(Natural language region descriptions)
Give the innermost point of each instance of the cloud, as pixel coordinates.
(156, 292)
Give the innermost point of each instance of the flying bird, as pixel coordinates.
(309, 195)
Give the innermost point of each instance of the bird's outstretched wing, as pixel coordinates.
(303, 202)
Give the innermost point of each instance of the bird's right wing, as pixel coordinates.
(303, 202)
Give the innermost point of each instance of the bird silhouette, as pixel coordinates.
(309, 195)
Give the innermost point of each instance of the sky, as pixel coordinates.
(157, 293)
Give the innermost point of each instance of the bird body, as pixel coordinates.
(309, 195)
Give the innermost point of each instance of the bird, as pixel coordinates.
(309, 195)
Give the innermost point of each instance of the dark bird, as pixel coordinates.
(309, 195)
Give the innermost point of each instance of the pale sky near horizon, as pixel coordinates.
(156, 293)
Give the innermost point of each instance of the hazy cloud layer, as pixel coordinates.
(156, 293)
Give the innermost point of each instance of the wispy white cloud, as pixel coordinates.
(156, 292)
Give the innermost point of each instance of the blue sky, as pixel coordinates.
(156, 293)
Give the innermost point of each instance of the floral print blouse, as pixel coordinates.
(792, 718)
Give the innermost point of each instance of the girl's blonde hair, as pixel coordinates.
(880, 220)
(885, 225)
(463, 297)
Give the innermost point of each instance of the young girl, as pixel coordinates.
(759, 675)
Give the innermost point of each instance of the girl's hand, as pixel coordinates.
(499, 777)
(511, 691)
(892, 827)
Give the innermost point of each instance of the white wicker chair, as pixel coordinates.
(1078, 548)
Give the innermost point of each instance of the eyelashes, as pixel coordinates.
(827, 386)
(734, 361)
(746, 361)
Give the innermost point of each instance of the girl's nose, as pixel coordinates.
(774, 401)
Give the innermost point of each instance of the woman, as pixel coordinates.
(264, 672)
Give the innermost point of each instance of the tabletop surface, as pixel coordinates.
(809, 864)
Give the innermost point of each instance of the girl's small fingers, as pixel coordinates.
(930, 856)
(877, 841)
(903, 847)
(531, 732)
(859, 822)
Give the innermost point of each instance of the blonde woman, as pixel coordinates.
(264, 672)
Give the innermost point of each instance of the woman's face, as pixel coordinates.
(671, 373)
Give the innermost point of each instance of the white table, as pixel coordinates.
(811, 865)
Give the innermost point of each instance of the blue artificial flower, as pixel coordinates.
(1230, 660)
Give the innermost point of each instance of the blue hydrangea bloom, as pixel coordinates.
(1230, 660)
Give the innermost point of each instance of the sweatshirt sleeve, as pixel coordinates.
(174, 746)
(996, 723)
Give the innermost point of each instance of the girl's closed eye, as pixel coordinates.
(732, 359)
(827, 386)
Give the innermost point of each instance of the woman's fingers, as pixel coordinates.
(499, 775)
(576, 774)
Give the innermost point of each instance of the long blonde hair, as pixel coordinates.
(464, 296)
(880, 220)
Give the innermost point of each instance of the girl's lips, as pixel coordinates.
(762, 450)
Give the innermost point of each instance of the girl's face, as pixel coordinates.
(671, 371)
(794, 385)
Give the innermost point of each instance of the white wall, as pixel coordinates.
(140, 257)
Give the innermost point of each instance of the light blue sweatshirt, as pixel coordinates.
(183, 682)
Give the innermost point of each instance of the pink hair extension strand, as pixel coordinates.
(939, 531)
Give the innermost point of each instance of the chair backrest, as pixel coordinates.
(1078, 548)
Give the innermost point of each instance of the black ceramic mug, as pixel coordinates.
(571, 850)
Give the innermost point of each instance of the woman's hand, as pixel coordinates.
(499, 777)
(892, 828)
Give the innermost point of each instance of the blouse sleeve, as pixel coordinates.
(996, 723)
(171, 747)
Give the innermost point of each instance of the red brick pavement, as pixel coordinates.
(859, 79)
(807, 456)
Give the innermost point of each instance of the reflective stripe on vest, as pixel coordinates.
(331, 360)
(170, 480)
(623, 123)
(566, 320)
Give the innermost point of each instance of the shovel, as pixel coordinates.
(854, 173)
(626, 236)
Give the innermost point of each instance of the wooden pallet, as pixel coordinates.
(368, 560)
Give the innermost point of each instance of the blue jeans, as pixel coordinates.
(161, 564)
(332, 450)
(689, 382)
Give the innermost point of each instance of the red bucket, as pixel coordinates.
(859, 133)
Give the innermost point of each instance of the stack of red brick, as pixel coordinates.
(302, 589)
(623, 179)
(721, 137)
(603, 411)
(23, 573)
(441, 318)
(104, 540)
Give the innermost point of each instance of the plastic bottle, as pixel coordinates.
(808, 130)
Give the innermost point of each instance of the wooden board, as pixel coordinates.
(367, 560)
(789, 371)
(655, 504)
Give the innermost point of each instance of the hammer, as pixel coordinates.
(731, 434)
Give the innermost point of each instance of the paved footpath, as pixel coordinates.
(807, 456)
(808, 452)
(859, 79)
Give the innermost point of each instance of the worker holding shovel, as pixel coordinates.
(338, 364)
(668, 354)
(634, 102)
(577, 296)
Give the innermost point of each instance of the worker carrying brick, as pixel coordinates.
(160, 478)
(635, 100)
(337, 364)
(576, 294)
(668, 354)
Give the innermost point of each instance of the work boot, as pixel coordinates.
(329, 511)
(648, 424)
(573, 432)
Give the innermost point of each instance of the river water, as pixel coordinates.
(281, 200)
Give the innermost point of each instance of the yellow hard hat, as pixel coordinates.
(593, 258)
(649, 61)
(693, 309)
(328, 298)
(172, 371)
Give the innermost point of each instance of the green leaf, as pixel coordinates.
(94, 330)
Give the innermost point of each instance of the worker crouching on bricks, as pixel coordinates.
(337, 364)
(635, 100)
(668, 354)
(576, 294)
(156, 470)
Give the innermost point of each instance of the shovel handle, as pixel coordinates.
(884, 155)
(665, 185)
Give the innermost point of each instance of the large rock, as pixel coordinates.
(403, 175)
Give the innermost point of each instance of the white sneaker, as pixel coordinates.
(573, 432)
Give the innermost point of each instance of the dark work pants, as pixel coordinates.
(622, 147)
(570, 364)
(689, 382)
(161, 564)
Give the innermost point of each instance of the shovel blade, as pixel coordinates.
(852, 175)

Work to be completed:
Please repeat the entries above exactly as they read.

Answer box:
Give the innermost point of each instance of the cloud, as pixel coordinates.
(156, 292)
Give the innermost point of each instance of the flying bird, as pixel coordinates.
(309, 195)
Give the innermost point of each instance of the bird's outstretched wing, as pixel coordinates.
(303, 202)
Give the innermost point of each instance of the bird's right wing, as pixel coordinates.
(303, 202)
Give the innermost point of each instance of the bird silhouette, as pixel coordinates.
(309, 195)
Give the innermost point of each instance of the sky, as pixel coordinates.
(157, 293)
Give the innermost point of each instance of the bird body, as pixel coordinates.
(309, 195)
Give the innermost point of each instance of the bird, as pixel coordinates.
(309, 195)
Give the innermost point of each instance of the dark bird, as pixel coordinates.
(309, 195)
Give the innermost point of each instance of the pale sky near horizon, as pixel coordinates.
(156, 293)
Give the innermost point of each instance of the hazy cloud layer, as pixel coordinates.
(156, 293)
Give the innermost point of each instance of the wispy white cloud, as pixel coordinates.
(156, 292)
Give the innermost point of each instance of the blue sky, as pixel coordinates.
(156, 293)
Give the innermost point of each instance of the floral print blouse, as pixel coordinates.
(792, 718)
Give the innermost point of each instance of the girl's blonde hair, as pixel coordinates.
(880, 220)
(885, 225)
(463, 297)
Give the innermost point of each instance of the young girl, as pixel coordinates.
(759, 675)
Give the innermost point of each instance of the girl's hand, as pixel coordinates.
(499, 777)
(511, 691)
(892, 827)
Give the innermost point of each instance of the white wicker chair, as pixel coordinates.
(1078, 548)
Give the innermost point of each instance of the eyelashes, as pixel coordinates.
(827, 386)
(734, 361)
(746, 361)
Give the innermost point of each instance of the girl's nose, as pixel coordinates.
(774, 401)
Give the innermost point of each instance of the woman, as pixel coordinates.
(264, 672)
Give the innermost point of each instance of the tabletop surface, as pixel coordinates.
(809, 864)
Give the innermost point of each instance of the girl's small fingers, as pixel coordinates.
(930, 856)
(877, 841)
(903, 847)
(531, 732)
(859, 822)
Give the innermost point of each instance of the blonde woman, as pixel coordinates.
(264, 672)
Give the innermost point of each instance of the woman's face, as pixel coordinates.
(671, 373)
Give the innermost point of each instance of the white table, as pixel coordinates.
(811, 865)
Give the innermost point of each instance of the blue artificial flower, as pixel coordinates.
(1230, 660)
Give the innermost point of each instance of the blue hydrangea bloom, as pixel coordinates.
(1230, 660)
Give the innermost point of each instance of the sweatshirt sleeve, as pixel coordinates.
(174, 746)
(996, 723)
Give the innermost point of each instance of the girl's closed eye, as pixel coordinates.
(732, 359)
(827, 386)
Give the innermost point of each instance of the woman's fingers, as pixel coordinates.
(499, 775)
(576, 774)
Give the innermost point of each instance of the long blonde hair, as pixel coordinates.
(464, 296)
(880, 220)
Give the innermost point of each instance of the girl's lips, as pixel coordinates.
(762, 450)
Give the innermost point of each instance of the girl's face, as pixel coordinates.
(671, 371)
(794, 385)
Give the innermost point of each instance of the white wall, as pixel coordinates.
(140, 257)
Give the innermost point of each instance of the light blue sweatshirt, as pixel coordinates.
(183, 682)
Give the innermost point of each instance of the pink hair extension strand, as pixel coordinates.
(939, 531)
Give the innermost point of each instance of the chair backrest, as pixel coordinates.
(1078, 548)
Give the innermost point of each instance of the black ceramic mug, as pixel coordinates.
(571, 850)
Give the innermost point of each instance of the woman's hand, as pixel coordinates.
(499, 777)
(892, 828)
Give the innermost point of each instance of the blouse sleeve, as pixel coordinates.
(996, 723)
(171, 747)
Give the innermost point of each instance of the red brick pavement, as pixel coordinates.
(859, 79)
(807, 456)
Give the innermost point of each instance of the reflective stripe on vest, as pixel coordinates.
(331, 360)
(170, 480)
(623, 123)
(566, 320)
Give the innermost point of each instance of the shovel, as pixel coordinates.
(854, 173)
(626, 236)
Give the innermost point of each instance of the wooden pallet, as pixel coordinates.
(368, 560)
Give the innermost point of each instance of the blue jeans, as pixel coordinates.
(161, 564)
(332, 450)
(689, 382)
Give the innermost point of each instance of the red bucket, as pixel coordinates.
(859, 133)
Give the innermost point of each instance of the stack of red brick, as pixel coordinates.
(302, 589)
(623, 179)
(721, 137)
(603, 411)
(23, 573)
(441, 318)
(104, 540)
Give the innermost point of each instance of the plastic bottle, as pixel coordinates.
(808, 130)
Give the innermost point of each instance of the wooden board, as pixel coordinates.
(367, 560)
(789, 371)
(655, 504)
Give the innermost point of each instance of the hammer, as pixel coordinates.
(731, 434)
Give the innermost point of each instance of the paved footpath, as pixel coordinates.
(807, 456)
(808, 452)
(859, 79)
Give the innermost point of each instance of the worker holding shovel, as pixel coordinates.
(338, 364)
(668, 354)
(634, 102)
(577, 296)
Give the innermost point of each instance of the worker carrying brick, as pixel coordinates.
(160, 478)
(635, 100)
(337, 364)
(576, 294)
(668, 354)
Give the innermost point of each instance of the work boot, as pixel coordinates.
(329, 511)
(648, 424)
(573, 432)
Give the innermost point of each instance of the river water, as pixel coordinates.
(281, 200)
Give the innermost point of each instance of the yellow hard hat, as pixel coordinates.
(593, 258)
(649, 61)
(693, 309)
(328, 298)
(172, 371)
Give the innermost point of each instance of the green leaf, as pixel coordinates.
(94, 330)
Give the innermost point of each instance of the worker crouching on bricks, as pixel coordinates.
(337, 364)
(635, 100)
(668, 354)
(576, 294)
(156, 470)
Give the innermost point of each instance of the shovel handle, as pixel coordinates.
(884, 155)
(665, 185)
Give the innermost point of each instance of the large rock, as pixel coordinates.
(403, 175)
Give the innermost point of each instance of the white sneaker, as pixel coordinates.
(573, 432)
Give the innermost point of each instance of the dark work pants, as pixel coordinates.
(622, 147)
(570, 364)
(689, 382)
(161, 564)
Give the innermost point of each instance of the shovel blade, as pixel coordinates.
(852, 175)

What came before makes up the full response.